***** Исходные строки *****

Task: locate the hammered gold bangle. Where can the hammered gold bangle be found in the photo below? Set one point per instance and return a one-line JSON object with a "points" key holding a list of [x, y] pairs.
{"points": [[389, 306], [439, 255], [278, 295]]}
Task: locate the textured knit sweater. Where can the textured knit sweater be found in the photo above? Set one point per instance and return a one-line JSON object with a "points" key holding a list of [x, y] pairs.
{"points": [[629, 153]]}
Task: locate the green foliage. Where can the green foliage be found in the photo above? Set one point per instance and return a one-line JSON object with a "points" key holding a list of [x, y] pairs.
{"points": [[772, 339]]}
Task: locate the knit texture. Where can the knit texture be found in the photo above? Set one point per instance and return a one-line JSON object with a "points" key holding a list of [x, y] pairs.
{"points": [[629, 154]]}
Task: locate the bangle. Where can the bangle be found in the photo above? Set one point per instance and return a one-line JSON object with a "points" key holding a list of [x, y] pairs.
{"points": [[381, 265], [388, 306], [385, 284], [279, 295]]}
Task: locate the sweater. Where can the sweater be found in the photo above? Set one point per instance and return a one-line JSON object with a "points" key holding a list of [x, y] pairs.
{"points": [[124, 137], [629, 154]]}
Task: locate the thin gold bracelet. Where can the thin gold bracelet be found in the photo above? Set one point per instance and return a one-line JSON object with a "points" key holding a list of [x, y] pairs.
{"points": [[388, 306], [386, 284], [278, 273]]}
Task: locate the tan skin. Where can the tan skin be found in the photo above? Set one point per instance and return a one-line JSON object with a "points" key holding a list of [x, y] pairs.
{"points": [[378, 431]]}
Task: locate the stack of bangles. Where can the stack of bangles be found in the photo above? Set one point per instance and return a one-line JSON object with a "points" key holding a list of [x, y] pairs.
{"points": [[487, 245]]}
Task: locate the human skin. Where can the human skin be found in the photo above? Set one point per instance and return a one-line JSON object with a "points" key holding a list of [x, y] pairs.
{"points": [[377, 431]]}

*****

**Задание:** Продублируйте все строки выше слово в слово.

**Результат:**
Task: locate the hammered gold bangle. Where can the hammered gold bangle be found in the photo below? Set one point per instance and return a one-line JSON object with a "points" key holding a list of [x, y] pairs.
{"points": [[389, 306], [439, 255], [278, 295]]}
Task: locate the textured knit sweater. Where can the textured knit sweater be found in the photo above? Set one point per instance and return a one-line JSON object with a "points" key holding a list of [x, y] pairs.
{"points": [[629, 153]]}
Task: locate the green foliage. Where can the green foliage be found in the photo above? Set one point per instance and return a one-line JSON object with a "points" key holding a list of [x, y] pairs.
{"points": [[772, 339]]}
Task: locate the knit texture. Where can the knit texture be found in the photo above? Set one point per instance and return a one-line JSON object with a "points" key holding a list of [x, y] pairs.
{"points": [[629, 154]]}
Task: locate the bangle. Where can the bangle be found in the photo above? Set one point per instance and return a one-line JSON object with a "points" key holding a list of [x, y] pairs.
{"points": [[381, 265], [388, 306], [385, 284], [279, 295]]}
Task: locate the sweater. Where can the sweater be found in the photo above? Set one point per instance and return a one-line JSON object with a "points" key holding a list of [x, y] pairs.
{"points": [[124, 137], [629, 154]]}
Task: locate the thin gold bracelet. Where can the thin gold bracelet be found in the photo above? Set one point per instance and return a one-line JSON object with a "points" key holding a list of [x, y] pairs.
{"points": [[388, 306], [386, 284], [278, 273]]}
Task: locate the tan skin. Where can the tan skin be found in the photo above? Set one point per instance and return a one-line JSON object with a "points" key holding a list of [x, y] pairs.
{"points": [[378, 431]]}
Task: locate the stack of bangles. Where can the stack of bangles be found in the photo above? Set one point per instance and return a one-line JSON object with a "points" key holding a list of [x, y] pairs.
{"points": [[487, 245]]}
Task: locate the human skin. Where can the human skin be found in the photo above? Set one point per instance and return a one-line JSON object with a "points" key holding a list of [x, y] pairs.
{"points": [[377, 431]]}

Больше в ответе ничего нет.